Study text>

------------------------------------------------------------

- Born: Danielle Audrey Nicholls 16 December 1978 (age 47) Salford, Greater Manchester, England
- Years active: 1997–present
- Known for: Television presenter
- Spouse: Dean Holden

= Danielle Nicholls =

English television presenter and radio host

Danielle Audrey Nicholls is an English television presenter, radio host, model and singer best known for her presenting of CITV from 1998 to 2001, and Night Fever on Channel 5. She co-hosts a late Saturday night entertainment and phone in show "The Late Night Phone-In" on Talk TV with Andre Walker.

==Early life==

Nicholls started dancing at the age of 9. At 15 she became the All England Modern Dance Champion, and had also passed two Royal Academy of Dance ballet exams with honours. She attended Moorside High School, Swinton and Oldham College. At about age 18, Nicholls became a member of the band Pure Gossip, and stayed with the group for 18 months.

==Presenting==

In May 1998, out of 900 applicants, she was chosen to present CITV (then known as CiTV), which ran live, six days a week, and had an audience of four million viewers. On the show she interviewed celebrities such as, Britney Spears, Justin Timberlake and Victoria Beckham. She followed this with a behind-the-scenes special on Home and Away for ITV (TV network). On 1 May 2000, Nicholls began presenting the live broadcast ITV Day of Promise show with Eamonn Holmes and Carol Vorderman. She also presented the live CITV game show Mad for It.

After more than three years as a presenter on CITV, Nicholls left in December 2001.

She returned to children's TV as a presenter in the Saturday morning show Diggit. She continued as a presenter of three series of the Channel 5 celebrity karaoke show, Night Fever, until 2002. From 2000 to 2002 Nicholls co-hosted Night Fever on UK Channel 5, and its spin-off Beach Fever.

------------------------------------------------------------

Raw data>
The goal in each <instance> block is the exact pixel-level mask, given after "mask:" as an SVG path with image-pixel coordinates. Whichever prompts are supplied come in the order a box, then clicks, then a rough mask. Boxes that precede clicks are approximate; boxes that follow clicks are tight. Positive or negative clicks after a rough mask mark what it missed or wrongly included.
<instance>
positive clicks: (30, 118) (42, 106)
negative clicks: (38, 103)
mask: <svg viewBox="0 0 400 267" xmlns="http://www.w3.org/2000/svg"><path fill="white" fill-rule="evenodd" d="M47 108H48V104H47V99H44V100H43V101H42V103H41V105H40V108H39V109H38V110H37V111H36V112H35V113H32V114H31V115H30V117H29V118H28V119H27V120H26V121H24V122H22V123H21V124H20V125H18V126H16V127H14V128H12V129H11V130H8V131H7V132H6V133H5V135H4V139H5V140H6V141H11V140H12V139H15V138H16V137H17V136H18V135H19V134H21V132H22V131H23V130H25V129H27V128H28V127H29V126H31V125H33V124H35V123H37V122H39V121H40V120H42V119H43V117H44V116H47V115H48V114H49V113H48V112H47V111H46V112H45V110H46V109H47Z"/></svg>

------------------------------------------------------------

Exercises to complete>
• a. Answer these from the Danielle Nicholls biography:
(i) At what age did Nicholls become the All England Modern Dance Champion?
(ii) Out of how many applicants was she chosen to present CITV in May 1998?
(iii) With whom does she co-host "The Late Night Phone-In" on Talk TV?
• b. Name every celebrity the Danielle Nicholls biography says she interviewed on CITV.
• c. Copy the part of the Danielle Nicholls biography between "Danielle Audrey Nicholls is" and "for 18 months.", inclusive.

Answers given>
• a.
(i) 15
(ii) 900
(iii) Andre Walker

• b. Britney Spears, Justin Timberlake, Victoria Beckham

• c.
Danielle Audrey Nicholls is an English television presenter, radio host, model and singer best known for her presenting of CITV from 1998 to 2001, and Night Fever on Channel 5. She co-hosts a late Saturday night entertainment and phone in show "The Late Night Phone-In" on Talk TV with Andre Walker.

==Early life==

Nicholls started dancing at the age of 9. At 15 she became the All England Modern Dance Champion, and had also passed two Royal Academy of Dance ballet exams with honours. She attended Moorside High School, Swinton and Oldham College. At about age 18, Nicholls became a member of the band Pure Gossip, and stayed with the group for 18 months.